● Source text:
● ● ●
In [2]:
import torch
import torch.nn as nn
import torch.optim as optim
from torchvision import models, transforms
from torch.utils.data import DataLoader
from PIL import Image
import os
from sklearn.preprocessing import LabelEncoder

# Custom Dataset for loading and transforming images
class CustomImageDataset(torch.utils.data.Dataset):
    def __init__(self, base_dir, subfolders, transform=None):
        self.base_dir = base_dir
        self.subfolders = subfolders
        self.transform = transform
        self.image_paths = []
        self.labels = []
        
        for subfolder in subfolders:
            folder_path = os.path.join(base_dir, subfolder)
            label = subfolder

            for img_name in os.listdir(folder_path):
                if img_name.lower().endswith(('.png', '.jpg', '.jpeg')):
                    img_path = os.path.join(folder_path, img_name)
                    self.image_paths.append(img_path)
                    self.labels.append(label)
        
        self.label_encoder = LabelEncoder()
        self.labels = self.label_encoder.fit_transform(self.labels)

    def __len__(self):
        return len(self.image_paths)
● ● ●
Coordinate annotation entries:
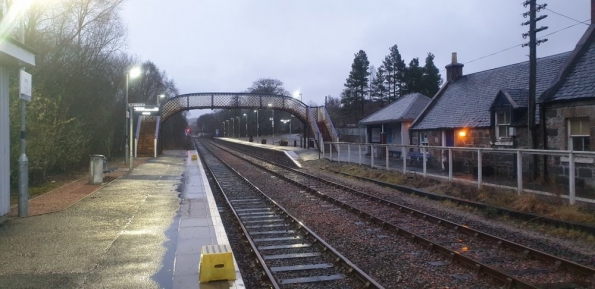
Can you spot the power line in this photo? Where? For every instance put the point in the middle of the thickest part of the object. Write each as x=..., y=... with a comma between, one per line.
x=567, y=27
x=492, y=54
x=566, y=16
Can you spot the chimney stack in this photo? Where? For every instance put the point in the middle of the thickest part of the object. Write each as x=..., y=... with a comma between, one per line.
x=455, y=70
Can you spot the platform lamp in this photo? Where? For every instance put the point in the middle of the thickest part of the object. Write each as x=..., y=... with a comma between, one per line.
x=246, y=120
x=257, y=125
x=132, y=73
x=159, y=97
x=272, y=120
x=239, y=128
● ● ●
● The task: Can you continue the PyTorch image-dataset code at the top from the point where it stops?

● Exercise answer:
    def __getitem__(self, idx):
        img_path = self.image_paths[idx]
        image = Image.open(img_path).convert('RGB')
        
        if self.transform:
            image = self.transform(image)
        
        label = self.labels[idx]
        return image, label

# Define the LSTM model with a pretrained CNN for feature extraction
class PretrainedCNN_LSTM(nn.Module):
    def __init__(self, num_classes):
        super(PretrainedCNN_LSTM, self).__init__()
        
        # Pretrained CNN (ResNet18)
        self.cnn = models.resnet18(pretrained=True)
        self.cnn.fc = nn.Identity()  # Remove the fully connected layer
        
        # LSTM
        self.lstm = nn.LSTM(input_size=512, hidden_size=256, num_layers=2, batch_first=True)
        
        # Classification layer
        self.fc = nn.Linear(256, num_classes)
    
    def forward(self, x):
        # Feature extraction with CNN
        batch_size, time_steps, C, H, W = x.size()
        c_in = x.view(batch_size * time_steps, C, H, W)
        
        # Apply CNN to each image in the sequence
        cnn_features = self.cnn(c_in)
        cnn_features = cnn_features.view(batch_size, time_steps, -1)
        
        # Pass features through LSTM
        lstm_out, (hn, cn) = self.lstm(cnn_features)
        lstm_out = lstm_out[:, -1, :]  # Take the output from the last time step
        
        # Classification
        out = self.fc(lstm_out)
        return out

# Define transformations
transform = transforms.Compose([
    transforms.Resize((64, 64)),
    transforms.ToTensor(),
    transforms.Normalize([0.5], [0.5])
])

# Define dataset and dataloader
base_dir = r'DIAT-uSAT_dataset'
subfolders = [
    r"3_long_blade_rotor", 
    r"3_short_blade_rotor", 
    r"Bird", 
    r"Bird+mini-helicopter", 
    r"drone", 
    r"rc_plane"
]

# Initialize dataset and dataloader
dataset = CustomImageDataset(base_dir=base_dir, subfolders=subfolders, transform=transform)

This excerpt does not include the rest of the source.